38th and 39th Image: Some detail painting has been added, including the cowling painted dark blue (which was the representing color of Luke’s 27th Aero Squadron), the center struts painted dark brown, the cockpit edging painted leather and the left front fuselage panel painted light gray. Concerning the panel, in the photo posted earlier of Luke standing beside his (#26) aircraft, it is clear this aluminum panel is not part of the camouflage, although whether it is bare aluminum or a painted light color is unknown. 


40th Image: All of the lower surface masking tape has been removed revealing a sharp demarcation line.



41st through 42nd Image: The next step was weathering the top of the upper wing. First, dark gray pastel dust was applied to the raised ribs and then wiped away, as described earlier on the lower surfaces. All of the ribs and edges were then dry-brushed with MM Light Ghost Gray to add highlights and make the details stand out. 


43rd Image: The same weathering steps were also applied to the upper surfaces of the basic assembly.


----------



## Phillip1 (Jul 24, 2009)

44th through 46th Image: These photos show the basic assembly with upper wing temporarily attached. The camouflage pattern was a headache to mask off, but a very eye-catching scheme to look at. 

Until next time...

Phillip1


----------



## Phillip1 (Jul 24, 2009)

Fellow Modelers-The latest progress:



47th and 48th Image: Rudder decals were given on the Aviattics sheet, but I knew it would look much better if the stripes were painted on. The first step was painting the entire rudder white (shown here). 


49th Image: The red and light blue rudder stripes were masked off and painted next.



50th through 51st Image: Decaling came next. I would love to say I had no problems here, but that is not the case. The Aviattic decals were beautifully printed, but I had a great deal of trouble getting them to lay down or wrap around ANY contour. I only use Solvaset setting solution as a last resort, but a large amount of it was used here. The decals shown in these photos turned out to be the easiest ones to work with.


----------



## Phillip1 (Jul 24, 2009)

52nd through 57th Image: Before any WWI aircraft expert calls me out here, I will go ahead and admit the color pattern on the wing roundels I used is wrong. For American squadron SPADS the roundel color pattern was red-outside/blue-middle/white-center pattern. For French squadron SPADS the roundel pattern was red-outside/white-middle/blue-center. I went to great efforts to get the Aviattic roundels to work but they would not. I even ended up damaging part of the paint finish on the upper wing, which had to be redone. The roundels shown in the photo are from the original kit decal sheet. I ended up using these because I already spent a lot more money on this project than I planned, and did not want to spend any more on a new aftermarket decal sheet. They worked okay but are not the correct style for Luke’s plane. I was able to get the number decals (#26) to adhere to the model surfaces, but it took A LOT of work to get there. The final decal injury was the upper wing checkered stripe which eventually split into multiple pieces as I tried to get it to conform. Once the decaling was finished, the upper wing and basic assembly were airbrushed with multiple thin coats of Model Master Metalizer Sealer (1409). This gave the model an overall uniform silky appearance that was between gloss and flat.

### To be done:
[a] In the build thread, which product was airbrushed over the upper wing and basic assembly after the decaling was finished?
[b] Continue the build thread after its final sentence.
The entries come from a different source than the build thread.

### Excerpted records:

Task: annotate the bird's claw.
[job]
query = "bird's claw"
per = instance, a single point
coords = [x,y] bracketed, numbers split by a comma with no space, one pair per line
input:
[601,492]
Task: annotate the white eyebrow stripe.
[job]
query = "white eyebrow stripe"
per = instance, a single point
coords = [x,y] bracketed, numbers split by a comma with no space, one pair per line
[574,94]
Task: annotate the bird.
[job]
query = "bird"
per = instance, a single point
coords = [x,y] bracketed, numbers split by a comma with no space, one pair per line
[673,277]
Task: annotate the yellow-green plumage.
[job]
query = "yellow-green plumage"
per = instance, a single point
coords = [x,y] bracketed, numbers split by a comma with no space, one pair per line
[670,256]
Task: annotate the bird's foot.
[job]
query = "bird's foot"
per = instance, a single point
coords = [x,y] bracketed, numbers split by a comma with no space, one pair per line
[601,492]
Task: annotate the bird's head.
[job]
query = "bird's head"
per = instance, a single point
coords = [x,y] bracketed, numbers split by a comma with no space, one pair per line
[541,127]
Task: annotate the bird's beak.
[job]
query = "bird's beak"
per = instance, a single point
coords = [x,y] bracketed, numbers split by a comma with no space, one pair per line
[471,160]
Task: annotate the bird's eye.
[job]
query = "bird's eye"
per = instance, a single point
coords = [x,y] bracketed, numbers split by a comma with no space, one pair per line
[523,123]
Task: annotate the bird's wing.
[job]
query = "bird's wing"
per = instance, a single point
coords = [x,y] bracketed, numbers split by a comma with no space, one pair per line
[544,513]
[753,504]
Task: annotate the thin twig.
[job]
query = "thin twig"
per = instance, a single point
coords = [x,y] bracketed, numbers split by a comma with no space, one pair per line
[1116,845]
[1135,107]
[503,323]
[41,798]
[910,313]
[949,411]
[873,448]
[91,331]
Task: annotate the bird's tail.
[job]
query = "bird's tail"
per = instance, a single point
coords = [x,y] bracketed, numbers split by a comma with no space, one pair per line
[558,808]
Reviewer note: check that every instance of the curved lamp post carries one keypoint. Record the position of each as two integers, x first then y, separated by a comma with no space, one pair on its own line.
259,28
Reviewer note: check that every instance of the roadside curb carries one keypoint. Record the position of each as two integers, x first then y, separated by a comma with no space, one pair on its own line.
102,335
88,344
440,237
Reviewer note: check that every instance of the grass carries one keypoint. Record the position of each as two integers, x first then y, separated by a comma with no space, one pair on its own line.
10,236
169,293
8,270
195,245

### Results by task:
[a] Model Master Metalizer Sealer (1409).

[b]
58th Image: Some dry-brushing with Light Ghost Gray was added to the upper fuselage behind the cowling to make the raised edges stand out.


59th Image: This photo shows some of the small detail parts being painted before installation to the basic assembly.


----------



## Phillip1 (Jul 24, 2009)

60th Image: The machine guns, gun site and pilot headrest have been added. I was impressed by how good the kit guns looked after being painted and installed. 


61st Image: The engine exhaust pipes and pilot windscreen were added next. I used small diameter sailing ship thread for the rigging that I first colored with black magic marker. My first connection points were in the fuselage right above the lower wing.

Until next time...

Phillip1


----------



## Milton Fox Racing (May 27, 2014)

Very nice attention to detail. :cheers2:


----------



## pob63 (Jan 2, 2008)

An absolutely fantastic build with an amazing paint job. Great pictures, too. Your build diary is so well shot ... it looks it like came straight out of an issue of "Fine Scale Modeler". NICE WORK!!


----------



## Phillip1 (Jul 24, 2009)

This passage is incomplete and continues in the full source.